MATERIAL SHOWN:
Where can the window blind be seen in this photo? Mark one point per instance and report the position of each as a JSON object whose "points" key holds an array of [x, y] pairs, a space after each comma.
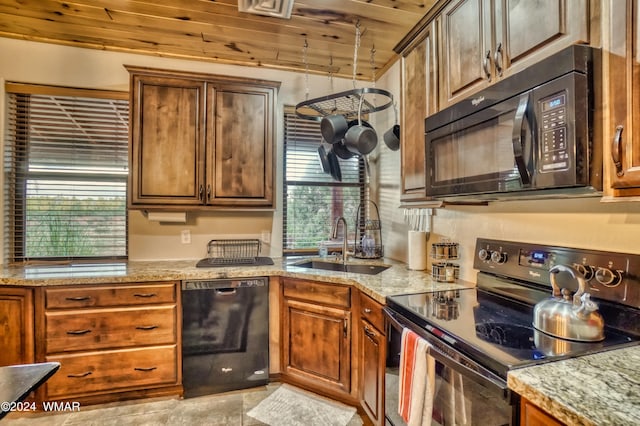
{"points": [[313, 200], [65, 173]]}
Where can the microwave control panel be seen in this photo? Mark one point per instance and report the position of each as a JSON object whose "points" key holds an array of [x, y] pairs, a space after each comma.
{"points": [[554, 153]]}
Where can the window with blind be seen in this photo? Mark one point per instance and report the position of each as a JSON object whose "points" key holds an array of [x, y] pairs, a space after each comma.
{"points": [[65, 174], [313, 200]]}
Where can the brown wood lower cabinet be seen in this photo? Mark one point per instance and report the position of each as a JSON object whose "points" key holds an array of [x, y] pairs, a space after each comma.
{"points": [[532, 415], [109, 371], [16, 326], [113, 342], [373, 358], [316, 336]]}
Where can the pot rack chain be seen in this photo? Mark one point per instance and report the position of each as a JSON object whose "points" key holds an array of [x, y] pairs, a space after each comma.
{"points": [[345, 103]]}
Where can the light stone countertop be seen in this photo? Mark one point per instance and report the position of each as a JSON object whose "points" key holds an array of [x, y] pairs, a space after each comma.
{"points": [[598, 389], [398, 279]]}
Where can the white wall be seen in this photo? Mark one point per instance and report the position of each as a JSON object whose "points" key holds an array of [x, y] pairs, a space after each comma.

WHAT YOU SHOULD DO:
Transcribe verbatim every line from the one containing "Where can the microwave" through the end of the entries, including both boundary lines.

SOLUTION FOR THIS PROBLEM:
Where can the microwave control panel be seen in this photo? Mark one point per instance and report the position of each as a JSON object whose "points" key holds an array of [x, y] pairs, a space after each comma.
{"points": [[554, 153]]}
Where can the window with blind be seen in this photo? Mark one point per instance and report the position of each as a JSON object whose "points" key holds an array of [x, y] pairs, a space after each comma.
{"points": [[65, 174], [313, 200]]}
Where can the brown wood lower cabinet be seen in this photo? Mark one point per instance and report the position of each as a JSON object whose "points" key holds an array of [x, y] pairs, a space after each comma.
{"points": [[532, 415], [109, 371], [16, 326], [113, 342], [373, 358], [316, 336]]}
Where can the pot rack chain be seen in this photo? Mark one point per instance and report the position of each as a JSON object whose "points" key holds an array of [x, y] pairs, a space after each comma.
{"points": [[345, 103]]}
Where can the light stone countertop be seen in this photo? Mark one point per instance and report the position of each as a JSON object whose "points" key holds an array of [x, y] pairs, a space after each comma.
{"points": [[598, 389], [398, 279]]}
Where can the white wall be seen in this photo? Mark one point per instance and report the position of each as a JSON object whose "points" key holds an array of [x, y] pairs, a space after each comma.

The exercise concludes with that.